• [GOAL OF THE EXERCISE]
Pick out and copy every line in the entries below that contains the word "refrigerator".

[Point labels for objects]
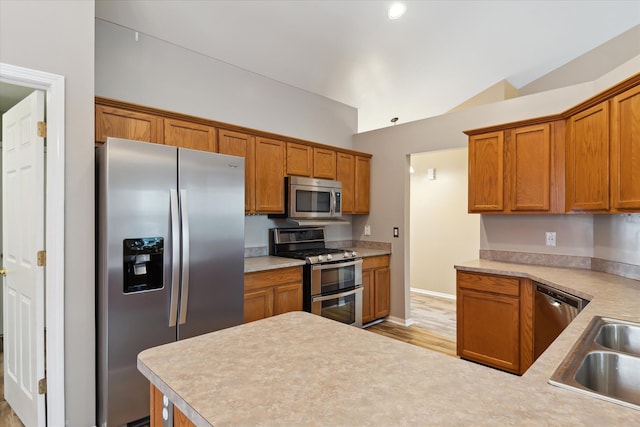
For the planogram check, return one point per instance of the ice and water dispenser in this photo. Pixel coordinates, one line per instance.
(143, 262)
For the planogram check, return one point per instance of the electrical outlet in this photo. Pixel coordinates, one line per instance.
(551, 238)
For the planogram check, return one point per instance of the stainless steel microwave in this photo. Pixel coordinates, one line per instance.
(310, 198)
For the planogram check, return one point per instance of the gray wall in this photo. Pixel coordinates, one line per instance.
(159, 74)
(390, 176)
(57, 37)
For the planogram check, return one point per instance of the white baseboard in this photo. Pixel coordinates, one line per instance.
(399, 321)
(433, 293)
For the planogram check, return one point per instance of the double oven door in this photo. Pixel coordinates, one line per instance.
(334, 290)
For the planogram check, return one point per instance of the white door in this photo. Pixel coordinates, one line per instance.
(23, 236)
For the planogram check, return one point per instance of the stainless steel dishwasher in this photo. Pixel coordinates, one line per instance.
(553, 311)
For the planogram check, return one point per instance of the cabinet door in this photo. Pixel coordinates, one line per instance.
(258, 304)
(241, 145)
(486, 172)
(184, 134)
(120, 123)
(488, 329)
(625, 150)
(299, 159)
(381, 286)
(587, 184)
(530, 172)
(324, 163)
(287, 298)
(368, 303)
(345, 173)
(270, 157)
(362, 184)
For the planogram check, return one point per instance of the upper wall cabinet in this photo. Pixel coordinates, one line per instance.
(180, 133)
(486, 172)
(625, 150)
(270, 167)
(268, 157)
(127, 124)
(585, 160)
(324, 163)
(299, 159)
(241, 145)
(588, 159)
(362, 184)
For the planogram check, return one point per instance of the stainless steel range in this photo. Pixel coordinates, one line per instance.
(332, 284)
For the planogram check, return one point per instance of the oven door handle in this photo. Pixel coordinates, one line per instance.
(335, 265)
(334, 296)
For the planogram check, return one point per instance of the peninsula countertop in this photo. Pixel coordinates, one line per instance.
(301, 369)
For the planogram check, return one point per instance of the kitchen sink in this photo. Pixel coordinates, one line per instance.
(611, 374)
(620, 337)
(604, 362)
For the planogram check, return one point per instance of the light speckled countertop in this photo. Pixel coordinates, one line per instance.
(300, 369)
(262, 263)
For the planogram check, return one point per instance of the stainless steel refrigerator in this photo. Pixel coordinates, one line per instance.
(170, 259)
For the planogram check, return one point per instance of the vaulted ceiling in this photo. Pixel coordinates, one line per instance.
(439, 54)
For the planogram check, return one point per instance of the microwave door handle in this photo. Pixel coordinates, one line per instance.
(336, 265)
(340, 295)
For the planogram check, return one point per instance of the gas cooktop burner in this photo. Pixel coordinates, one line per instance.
(307, 244)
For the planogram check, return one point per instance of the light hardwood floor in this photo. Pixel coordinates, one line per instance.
(434, 325)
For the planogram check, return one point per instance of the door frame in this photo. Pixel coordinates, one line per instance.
(54, 86)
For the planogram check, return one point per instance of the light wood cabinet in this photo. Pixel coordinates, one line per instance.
(156, 407)
(241, 145)
(324, 163)
(127, 124)
(345, 173)
(272, 292)
(270, 169)
(625, 150)
(518, 170)
(495, 320)
(486, 172)
(587, 161)
(184, 134)
(362, 184)
(376, 283)
(299, 159)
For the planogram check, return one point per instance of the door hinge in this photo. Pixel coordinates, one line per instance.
(42, 386)
(42, 258)
(42, 129)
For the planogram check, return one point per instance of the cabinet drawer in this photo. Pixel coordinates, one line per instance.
(261, 279)
(487, 283)
(375, 262)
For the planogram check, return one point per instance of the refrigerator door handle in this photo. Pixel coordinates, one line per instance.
(184, 288)
(175, 258)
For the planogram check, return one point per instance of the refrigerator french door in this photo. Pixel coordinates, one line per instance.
(170, 259)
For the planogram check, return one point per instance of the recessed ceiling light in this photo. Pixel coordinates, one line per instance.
(396, 10)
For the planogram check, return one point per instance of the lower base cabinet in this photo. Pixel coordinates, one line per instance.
(272, 292)
(376, 283)
(495, 321)
(159, 417)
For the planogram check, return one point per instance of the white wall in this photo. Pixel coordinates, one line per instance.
(159, 74)
(57, 37)
(442, 232)
(617, 238)
(389, 169)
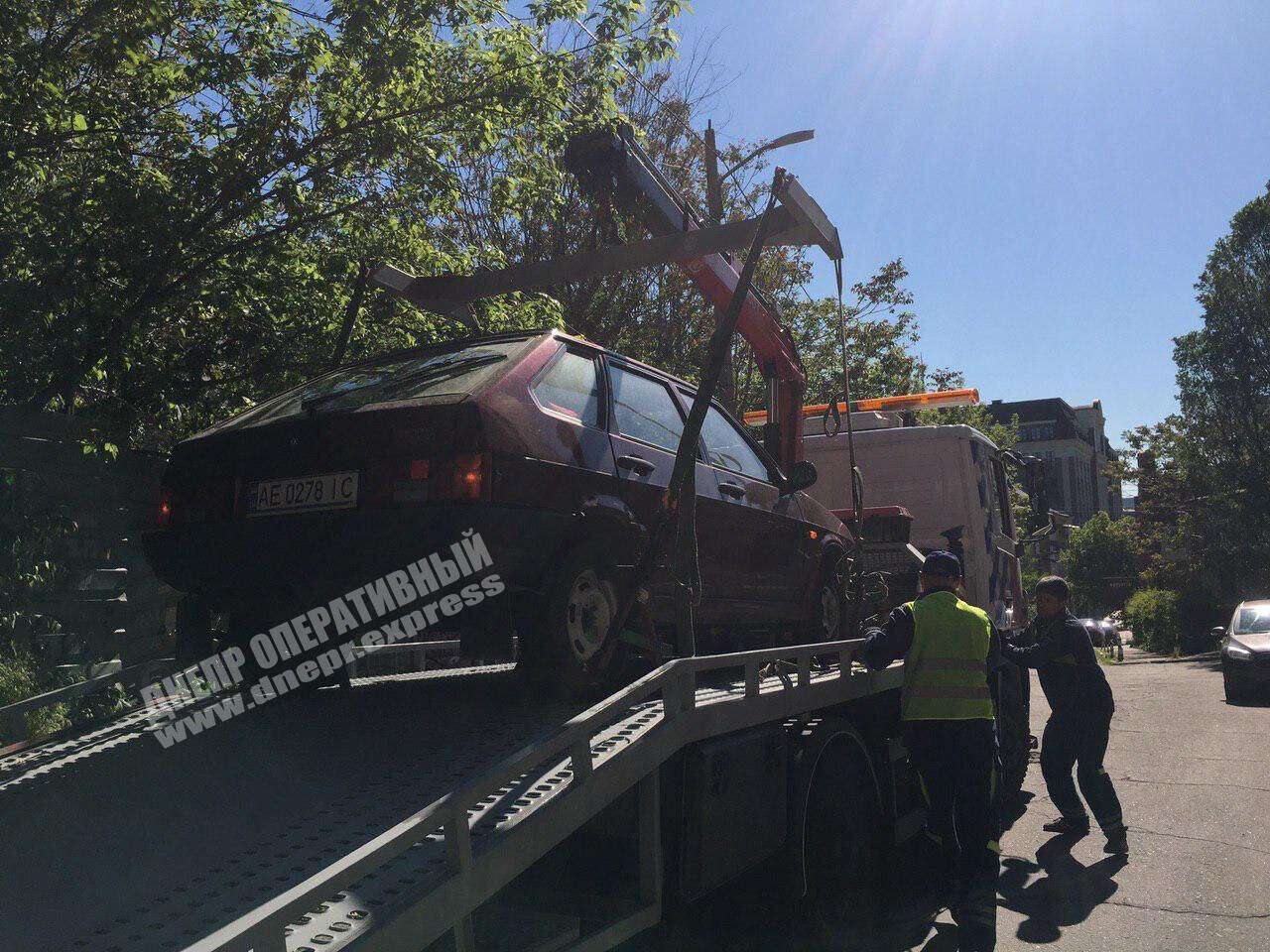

• [SOLUTION TO THIS PROBLEM]
For the planogram check, return one point per instance of the stainless steel refrigerator in this photo. Pixel coordinates, one line per instance.
For the planogram check, return one point per instance of the refrigerator door handle in this photo. Pixel coordinates, one line per instance.
For the planogram check, return one point per instance of the refrigerator french door in this photo. Pixel coordinates, one line per instance.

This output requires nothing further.